SELECTED TEXT:
——
Parliament of India
- Long title An Act to confer upon the Central Government certain powers in respect of foreigners ;
- Citation: Act No. 13 of 2025
- Territorial extent: whole of India
- Enacted by: Parliament of India
- Enacted: 02 April 2025
- Assented to by: President of India
- Assented to: 04 April 2025
- Commenced: 01 September 2025

Legislative history
- Bill title: Immigration and Foreigners Bill, 2025
- Bill citation: Act No. 13 of 2025
- Introduced by: Nityanand Rai
- Introduced: 11 March 2025
- Passed: 02 April 2025

Repeals
- The Passport (Entry into India) Act, 1920 The Registration of Foreigners Act, 1939 The Foreigners Act, 1946 The Immigration (Carriers’ Liability) Act, 2000

Related legislation
- Indian nationality law

Keywords
- Immigration, Foreigners

= Immigration and Foreigners Act, 2025 =

Act of Parliament of India

The Immigration and Foreigners Act, 2025 is an Act of the Parliament of India that confers upon the Government of India certain powers to provide for the requirement of passport or other travel documents for persons entering into and exiting from India. The act also regulates matters related to foreigners, including the registration requirements. Section 36 of the Act repealed the Passport (Entry into India) Act, 1920; the Registration of Foreigners Act, 1939; the Foreigners Act, 1946; and the Immigration (Carriers’ Liability) Act, 2000.

The Immigration and Foreigners Bill was introduced in the Lok Sabha on 11 March 2025 by Nityanand Rai. It was passed by the Lok Sabha on 27 March 2025 and subsequently passed by the Rajya Sabha on 02 April 2025. It received the assent of the President of India on 04 April 2025 and came into force on 01 September 2025. The Statement of Objects and Reasons of the bill stated that it was introduced to avoid multiplicity of overlapping laws concerning immigration and foreigners, in line with the Government of India's declared policy of simplifying laws.

== Definition ==
Section 2(f) of the Act defines foreigner as "a person who is not a citizen of India". Section 16 of the Act states that the onus of proving whether a person is a citizen of India shall lie upon such person.
——
THE TASK: In the text on the Immigration and Foreigners Act, 2025, please rewrite the paragraph beginning "The Immigration and Foreigners Bill was introduced" as a short list that keeps its main facts.
——
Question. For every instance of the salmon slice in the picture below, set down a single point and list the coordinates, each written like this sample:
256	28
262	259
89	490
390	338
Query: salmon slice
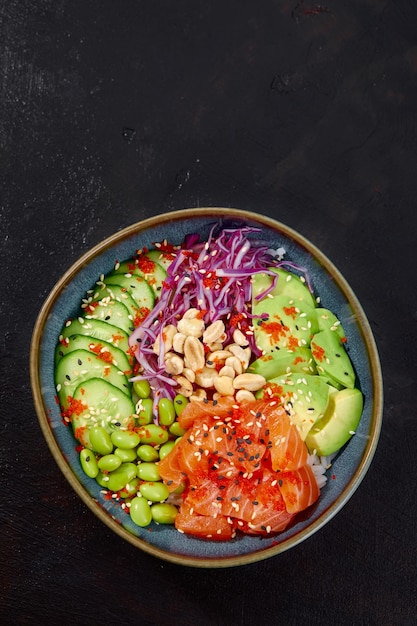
203	526
299	489
196	409
170	470
288	450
——
EXPECTED ANSWER:
- Introduced in the Lok Sabha by Nityanand Rai on 11 March 2025
- Passed by the Lok Sabha on 27 March 2025
- Passed by the Rajya Sabha on 02 April 2025
- Received the President's assent on 04 April 2025
- Came into force on 01 September 2025
- Aim, per its Statement of Objects and Reasons: to avoid multiple overlapping laws on immigration and foreigners, in line with the government's policy of simplifying laws